[Items from a dataset]
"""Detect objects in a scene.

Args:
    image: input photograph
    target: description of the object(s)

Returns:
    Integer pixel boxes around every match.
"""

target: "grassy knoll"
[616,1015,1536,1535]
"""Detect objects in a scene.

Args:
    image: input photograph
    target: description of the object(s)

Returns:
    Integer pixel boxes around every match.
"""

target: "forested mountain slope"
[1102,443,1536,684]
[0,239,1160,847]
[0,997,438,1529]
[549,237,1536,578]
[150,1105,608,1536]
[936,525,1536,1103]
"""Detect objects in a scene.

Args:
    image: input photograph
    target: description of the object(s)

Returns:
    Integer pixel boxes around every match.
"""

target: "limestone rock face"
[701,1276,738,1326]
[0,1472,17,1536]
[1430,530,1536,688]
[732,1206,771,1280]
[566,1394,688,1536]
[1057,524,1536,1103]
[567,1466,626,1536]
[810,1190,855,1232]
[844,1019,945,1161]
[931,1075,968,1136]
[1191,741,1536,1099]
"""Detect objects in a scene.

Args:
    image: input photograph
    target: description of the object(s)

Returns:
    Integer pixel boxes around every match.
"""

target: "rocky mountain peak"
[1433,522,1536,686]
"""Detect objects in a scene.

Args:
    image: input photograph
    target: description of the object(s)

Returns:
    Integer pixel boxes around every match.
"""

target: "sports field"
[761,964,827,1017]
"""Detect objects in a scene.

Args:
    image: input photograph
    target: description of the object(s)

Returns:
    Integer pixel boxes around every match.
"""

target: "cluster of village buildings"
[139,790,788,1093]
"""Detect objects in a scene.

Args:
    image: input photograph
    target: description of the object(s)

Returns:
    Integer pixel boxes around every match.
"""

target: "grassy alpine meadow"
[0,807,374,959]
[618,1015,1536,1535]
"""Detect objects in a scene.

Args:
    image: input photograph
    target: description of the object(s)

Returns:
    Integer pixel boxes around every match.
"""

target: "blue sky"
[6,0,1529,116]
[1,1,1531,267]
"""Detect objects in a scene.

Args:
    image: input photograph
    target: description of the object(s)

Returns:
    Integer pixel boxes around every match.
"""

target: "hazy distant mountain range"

> _Exercise_:
Give the data again, exactly as it appears above.

> _Response to this task_:
"""Detect objects in a scene.

Args:
    image: input photograph
    target: description of the object(s)

Returns:
    Integer pixel boxes around every match.
"""

target: "grassy knoll"
[616,1015,1536,1535]
"""Detect objects in a scene.

Args:
    image: input photograph
    target: description of the object(s)

Returns:
    Integer pixel boxes around every match.
"""

target: "forested mountain slope"
[1102,443,1536,684]
[0,239,1160,847]
[0,997,438,1529]
[549,237,1536,578]
[150,1105,608,1536]
[936,525,1536,1103]
"""Detect objects in a scene.

Args:
    image: input photograph
    target: description of the object(s)

Returns:
    Integer pixel boxes around every match.
"""

target: "limestone rock face"
[701,1276,738,1326]
[0,1472,17,1536]
[1430,530,1536,688]
[732,1206,771,1280]
[566,1394,688,1536]
[1057,524,1536,1103]
[567,1466,626,1536]
[810,1190,855,1232]
[844,1019,945,1161]
[931,1075,968,1136]
[1191,741,1536,1099]
"""Detect objects in a scene.

Args:
    image: input photograph
    target: description of the object(s)

Returns:
    Integer pixel boxes around every match.
"""

target: "rocky mountain peak"
[1433,522,1536,686]
"""Detect objects in a scene.

Args:
    image: input photograph
    target: description of the object(s)

Returns:
    Integer pixel boxes around every match.
"""

target: "sports field"
[761,964,827,1017]
"""Detect objects in a scene.

Args:
    image: input photograph
    target: description of the object(s)

Returns:
    Integer pixel boxes around every match.
"""

target: "cluster of village buildings"
[139,790,788,1093]
"""Detect objects in a scene.

Args:
    image: input photograph
    target: description of the object(s)

Returns:
    Integer pixel boxes around every match.
"""

target: "grassy alpine meadow"
[0,807,374,959]
[618,1015,1536,1535]
"""Detect objects in a scene.

Args:
    image: input photograph
    target: description of the object(s)

Returns:
    Integer pixel boxes around every match.
"""

target: "blue sky"
[6,0,1529,116]
[1,1,1531,267]
"""Detect objects in a scene.

Args:
    image: input photograph
    target: description of the object(s)

Returns:
    Integer pixel boxes around every match.
"""

target: "hazy distant mountain range"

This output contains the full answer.